The request: Reproduce the following material exactly, including every line.

(Point annotation dataset records)
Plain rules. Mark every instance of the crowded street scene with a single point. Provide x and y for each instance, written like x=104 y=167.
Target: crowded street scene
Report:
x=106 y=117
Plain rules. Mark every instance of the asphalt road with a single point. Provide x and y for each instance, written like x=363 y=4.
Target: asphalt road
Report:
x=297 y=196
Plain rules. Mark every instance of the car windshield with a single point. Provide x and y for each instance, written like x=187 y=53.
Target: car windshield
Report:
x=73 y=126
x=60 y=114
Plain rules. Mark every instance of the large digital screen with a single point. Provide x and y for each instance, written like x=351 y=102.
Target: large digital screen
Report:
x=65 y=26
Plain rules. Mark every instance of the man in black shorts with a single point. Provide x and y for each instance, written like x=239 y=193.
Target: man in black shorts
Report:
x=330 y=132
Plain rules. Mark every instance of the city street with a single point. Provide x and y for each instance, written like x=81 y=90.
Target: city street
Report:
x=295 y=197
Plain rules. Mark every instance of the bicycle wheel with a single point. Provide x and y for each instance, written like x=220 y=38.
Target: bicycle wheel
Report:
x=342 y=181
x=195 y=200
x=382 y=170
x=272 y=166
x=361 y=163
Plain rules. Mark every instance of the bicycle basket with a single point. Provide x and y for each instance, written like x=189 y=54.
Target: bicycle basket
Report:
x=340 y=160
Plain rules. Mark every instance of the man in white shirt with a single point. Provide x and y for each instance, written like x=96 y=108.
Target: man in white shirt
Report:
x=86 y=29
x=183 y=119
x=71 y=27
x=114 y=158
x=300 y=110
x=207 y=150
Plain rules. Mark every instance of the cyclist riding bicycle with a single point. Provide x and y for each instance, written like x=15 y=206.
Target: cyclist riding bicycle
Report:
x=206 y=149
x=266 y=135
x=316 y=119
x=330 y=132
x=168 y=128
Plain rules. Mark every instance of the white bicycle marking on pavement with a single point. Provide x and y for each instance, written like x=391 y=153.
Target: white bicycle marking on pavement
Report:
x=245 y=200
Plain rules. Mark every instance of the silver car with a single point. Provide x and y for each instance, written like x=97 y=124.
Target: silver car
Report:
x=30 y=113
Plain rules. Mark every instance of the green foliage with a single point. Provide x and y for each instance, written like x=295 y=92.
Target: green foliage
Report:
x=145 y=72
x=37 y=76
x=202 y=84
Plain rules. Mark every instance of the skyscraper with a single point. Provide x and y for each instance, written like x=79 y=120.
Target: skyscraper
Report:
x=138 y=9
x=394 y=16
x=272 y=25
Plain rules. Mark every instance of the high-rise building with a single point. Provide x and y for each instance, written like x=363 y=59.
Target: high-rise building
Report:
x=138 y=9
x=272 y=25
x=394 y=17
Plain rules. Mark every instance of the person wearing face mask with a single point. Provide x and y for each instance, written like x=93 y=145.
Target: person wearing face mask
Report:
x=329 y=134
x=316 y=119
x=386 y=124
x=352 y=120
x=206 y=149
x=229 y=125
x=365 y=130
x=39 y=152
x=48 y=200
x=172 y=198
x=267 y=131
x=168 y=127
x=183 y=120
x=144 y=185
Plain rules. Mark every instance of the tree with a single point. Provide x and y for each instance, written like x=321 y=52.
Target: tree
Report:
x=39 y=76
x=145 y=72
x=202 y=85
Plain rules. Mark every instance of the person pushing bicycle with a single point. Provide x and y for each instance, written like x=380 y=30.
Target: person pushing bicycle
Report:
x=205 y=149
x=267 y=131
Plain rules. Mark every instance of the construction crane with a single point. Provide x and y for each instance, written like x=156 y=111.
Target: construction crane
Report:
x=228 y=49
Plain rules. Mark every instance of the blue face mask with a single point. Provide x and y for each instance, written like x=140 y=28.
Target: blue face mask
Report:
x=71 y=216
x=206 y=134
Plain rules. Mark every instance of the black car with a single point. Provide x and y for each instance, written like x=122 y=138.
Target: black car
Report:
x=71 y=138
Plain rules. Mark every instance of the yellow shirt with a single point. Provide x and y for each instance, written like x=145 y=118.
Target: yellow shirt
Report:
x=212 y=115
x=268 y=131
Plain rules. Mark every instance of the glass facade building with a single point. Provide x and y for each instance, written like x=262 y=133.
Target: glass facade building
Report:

Output of the exercise:
Plain rules. Mark every instance of the crowded street scene with a single point. Provide x and y for each instance, written like x=104 y=167.
Target: crowded street scene
Report:
x=106 y=117
Plain rules. Mark every instance of the asphalt road with a single point. Provide x and y for each instance, written like x=363 y=4.
Target: asphalt road
Report:
x=297 y=196
Plain rules. Mark every instance of the car windshield with a single point. Provide x and y for each instance, written like x=187 y=53.
Target: car windshield
Report:
x=73 y=126
x=60 y=114
Plain rules. Mark every instance of the large digital screen with a single point. Provide x and y for each instance, written like x=351 y=102.
Target: large digital screen
Report:
x=65 y=26
Plain rules. Mark every instance of the man in black shorts with a single point. Provide x and y for each instance, written like x=239 y=193.
Target: man in black shorts
Report:
x=330 y=132
Plain rules. Mark every instance of the city street with a single point. Provide x and y for each instance, written like x=81 y=90.
Target: city street
Report:
x=295 y=197
Plain rules. Mark every instance of the bicycle wheel with a single point. Provide x and y for each instance, written like x=220 y=38.
Target: bicycle wheel
Report:
x=342 y=181
x=195 y=200
x=382 y=170
x=272 y=166
x=361 y=163
Plain rules. Mark every instance of the bicycle basket with a single point. Provide x and y for each instance, written like x=189 y=54.
Target: bicycle basket
Report:
x=340 y=160
Plain rules. Mark every instance of the man in white shirt with a single point. Provide x and y for each instance, written like x=96 y=108.
Target: man in white shirt
Report:
x=86 y=29
x=183 y=119
x=71 y=27
x=114 y=158
x=300 y=110
x=207 y=150
Plain rules. Mark every instance of the cyclist riding bicycle with a single point. Provide x and y for each instance, written like x=15 y=206.
Target: cyclist riding bicycle
Report:
x=206 y=149
x=266 y=135
x=316 y=119
x=330 y=132
x=168 y=128
Plain rules. Mark every instance of the white bicycle marking on pavement with a single point. Provide x and y for each instance, written like x=391 y=153.
Target: white bicycle marking on pavement
Report:
x=245 y=200
Plain rules. Mark every instance of the silver car with a single point. Provide x and y for each instance, written like x=97 y=124.
Target: silver car
Report:
x=30 y=113
Plain rules. Mark every instance of the green foliage with a single point. Provide x and y for each instance, written like x=295 y=92.
Target: green foliage
Report:
x=145 y=72
x=37 y=76
x=202 y=84
Plain rules. Mark every instance of the skyscraper with a single point. Provide x and y for each instance, written like x=79 y=120.
Target: skyscraper
Report:
x=138 y=9
x=394 y=16
x=272 y=25
Plain rules. Mark every instance of the high-rise building with a single point. Provide x and y for each instance, written like x=363 y=59.
Target: high-rise building
Report:
x=138 y=9
x=272 y=25
x=394 y=17
Plain rules. Mark every instance of the person wearing face mask with a single point. Provide x and y for each instance, written like x=93 y=145.
Target: person wearing face mask
Report:
x=329 y=134
x=316 y=119
x=386 y=124
x=352 y=120
x=206 y=149
x=229 y=125
x=365 y=130
x=39 y=152
x=48 y=200
x=172 y=198
x=267 y=131
x=168 y=127
x=183 y=120
x=144 y=185
Plain rules. Mark every instance of the tree with a single point. Provide x and y for each instance, written like x=321 y=52.
Target: tree
Report:
x=39 y=76
x=145 y=72
x=202 y=85
Plain rules. Mark every instance of the person pushing bicycle with a single point. Provide x and y for each instance, written like x=380 y=30.
Target: person pushing bicycle
Report:
x=205 y=149
x=267 y=131
Plain rules. Mark every instance of the construction crane with a single point. Provide x and y for each instance, written like x=156 y=111.
Target: construction crane
Report:
x=228 y=49
Plain rules. Mark every instance of the blue face mask with a single point. Provide x and y for each instance, written like x=140 y=28.
Target: blue face mask
Report:
x=71 y=216
x=206 y=134
Plain rules. Mark every instance of the black car with a single point. Provide x and y for each instance, written like x=122 y=138.
Target: black car
Report:
x=71 y=138
Plain rules. Mark every instance of the yellow shirt with a single point. Provide x and y for each instance, written like x=145 y=118.
Target: yellow shirt
Report:
x=212 y=115
x=268 y=131
Plain rules. Mark every instance of the glass facade building with a single point. Provide x and y for each instance, written like x=262 y=133.
Target: glass facade building
Report:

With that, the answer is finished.